=== TEXT SEGMENT ===

The Norman Conquest brought the Roman "Civil Law" concept of the Ruler (in this case, the King of England) as "the fountainhead of Justice". This created two new concepts in English law: the Civil Law concept of Equity (in which the King's Chancellor could fashion remedies not hitherto available under Saxon law) and, more to the point of this discussion, the Common Law (in which the King's courts could oversee the operation of shire [county] courts to make certain that there was but one law "in common" [hence the name] throughout the English realm). The Common Law was the origin of England as a Unitary State (in which such a State's Civil Divisions- at this point, the shires- were mere creatures of a higher sovereignty for the benefit and convenience of that higher sovereignty's own political and legal purposes) as well as the concept of Appellate Review of the decisions of lower courts (and it is no accident that the judges of the King's own courts came to be known as "Justices"- as opposed to mere "judges").
Throughout English history- well into the 19th century, in fact- the King's Justices were considered to be "ministers of the King" no less than the members of the King's "Privy Council" (the Executive in the nascent English Constitution: in effect, an early form of what- much later- came to be the Cabinet). Those fearful of the arbitrariness- real as well as potential- of decisions made by the King's court (whether legal or political) managed to- over time- gain for Parliament (consisting of the House of Lords, made up of the greater nobility [the "barons"- earls, dukes, viscounts, etc. as well as bishops of the Church (the "lords spiritual" to the barons as "lords temporal")], and the House of Commons, made up of the lesser nobility [the knights- aka "baronets"] and the freemen of the chartered municipalities known as "boroughs" [the freemen therein, thus, known as "burgesses"]) the right to alter such judge-made Common Law by specific "statute".
Two sources of law now existed in England, side by side, the "judge-made" Common Law and the Statutory Law consisting of Acts of Parliament (which, of course, the judges and Justices alike were expected to apply while adjudicating legal cases brought before them- though, of course, in determining just HOW to apply either the Common Law or Acts of Parliament to an instant case, the Judiciary was, in fact, also interpreting both!). This was the politicolegal situation those British colonies which would eventually become the United States of America would inherit from the Mother Country.
In his massive 1898 work, The Origin and Growth of the English Constitution... and the growth out of that system of the Federal Republic of the United States, Dr. Hannis Taylor well points out that the equivalent of Parliament in Great Britain is NOT the Congress of the United States (even though, to the "court of Nations"- that is, the international community- both the British Parliament and United States Congress are the respective legislatures of independent Nation-States) but, rather, the Legislatures of the Several States. The Common Law was brought to the American Seaboard by the English colonists and subsequently interpreted in case after case by judges and modified by statutes passed by the colonial assemblies- but only to fit each colony's peculiar circumstances. The assertion- by the Patriot cause- that these colonial assemblies were, in effect, "mini-Parliament"s (against the opposition of King and Parliament of the nascent British Empire) was one of the main causes that touched off the American Revolution. The problem faced by those who sought a "more perfect Union" in the aftermath of that Revolution was in how to reconcile the fact that Georgia- the southernmost of the "original 13"- had, in the course of colonial history, developed both a Common Law (a repository of judicial opinion) and a Statutory Law (a repository of codified legislation) significantly different from that of New Hampshire- the northernmost of the newly united States- with the idea of an overarching National Government superior to both without infringing unnecessarily with the States' own inherent sovereignty as Unitary States no different in kind from the Mother Country.

=== PROVIDED INFORMATION ===

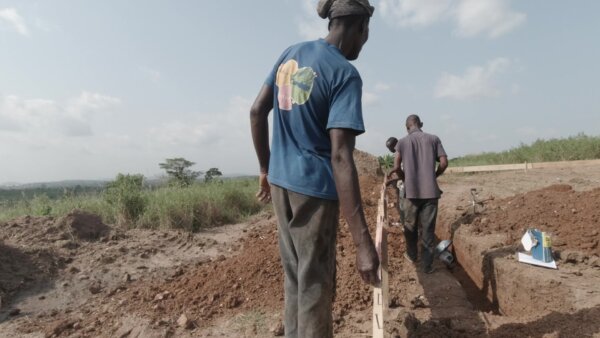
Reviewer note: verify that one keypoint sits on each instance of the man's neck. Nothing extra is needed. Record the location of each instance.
(414, 129)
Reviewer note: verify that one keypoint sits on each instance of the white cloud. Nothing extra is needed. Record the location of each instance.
(370, 98)
(12, 17)
(152, 74)
(310, 25)
(414, 13)
(207, 129)
(477, 82)
(492, 18)
(382, 87)
(48, 117)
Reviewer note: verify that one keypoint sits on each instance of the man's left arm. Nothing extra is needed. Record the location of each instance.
(442, 166)
(442, 158)
(397, 169)
(259, 122)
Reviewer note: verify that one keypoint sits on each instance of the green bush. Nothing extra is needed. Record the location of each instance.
(126, 195)
(579, 147)
(127, 201)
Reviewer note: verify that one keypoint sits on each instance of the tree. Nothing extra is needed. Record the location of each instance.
(211, 174)
(178, 170)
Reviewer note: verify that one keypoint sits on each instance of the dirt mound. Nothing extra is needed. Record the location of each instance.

===

### [SHORT EXERCISE A]
In the text on the history of English common law, in what year did Dr. Hannis Taylor publish The Origin and Growth of the English Constitution?
### [SHORT EXERCISE B]
Carry the text on English common law and American federalism forward from its last sentence.

### [EXERCISE RESULT A]
1898

### [EXERCISE RESULT B]
Thus, the horizontal tension between "judge-made" case law and law created and modified by statute was- under the United States Constitution- joined by a vertical tension between Federal law (regardless of source- judicial or legislative) in general and law in the equal- though lower- sovereignties of the several States. It is precisely these very tensions built into our Anglo-American legal system (as one would have to call it, given its English origins- however much the American governmental system differs from its British counterpart today, a byproduct of that separation between the two some 225 years ago) that came into play in the Florida election debacle this past Fall.
One of the more potentially dangerous arguments put forth by the Bush campaign's attorneys (and one which disturbed me greatly as the whole Florida drama unfolded)- a premise which appears to, thankfully, have been rejected by the U.S. Supreme Court in its final 7-2 decision that the lack of statewide standards in the Florida manual recounts violated the Equal Protection Clause of the 14th Amendment- was the concept that the Florida Supreme Court had no authority whatsoever to interpret the Florida election laws at least insofar as a Presidential Election was concerned. This errant hypothesis was based on an attempt to twist the meaning of the word "legislature" in both the Federal Constitution as well as Title 3, Chapter 1 of the United States Code which each state that "each State shall appoint, in such manner as the legislature thereof may direct, a number of Electors..." [U.S. Constitution: Article II, Section 1, clause 2] and "The electors of President and Vice President of each State shall meet and give their votes... at such place in each State as the legislature of such State shall direct" [U.S. Code: Title 3, section 7].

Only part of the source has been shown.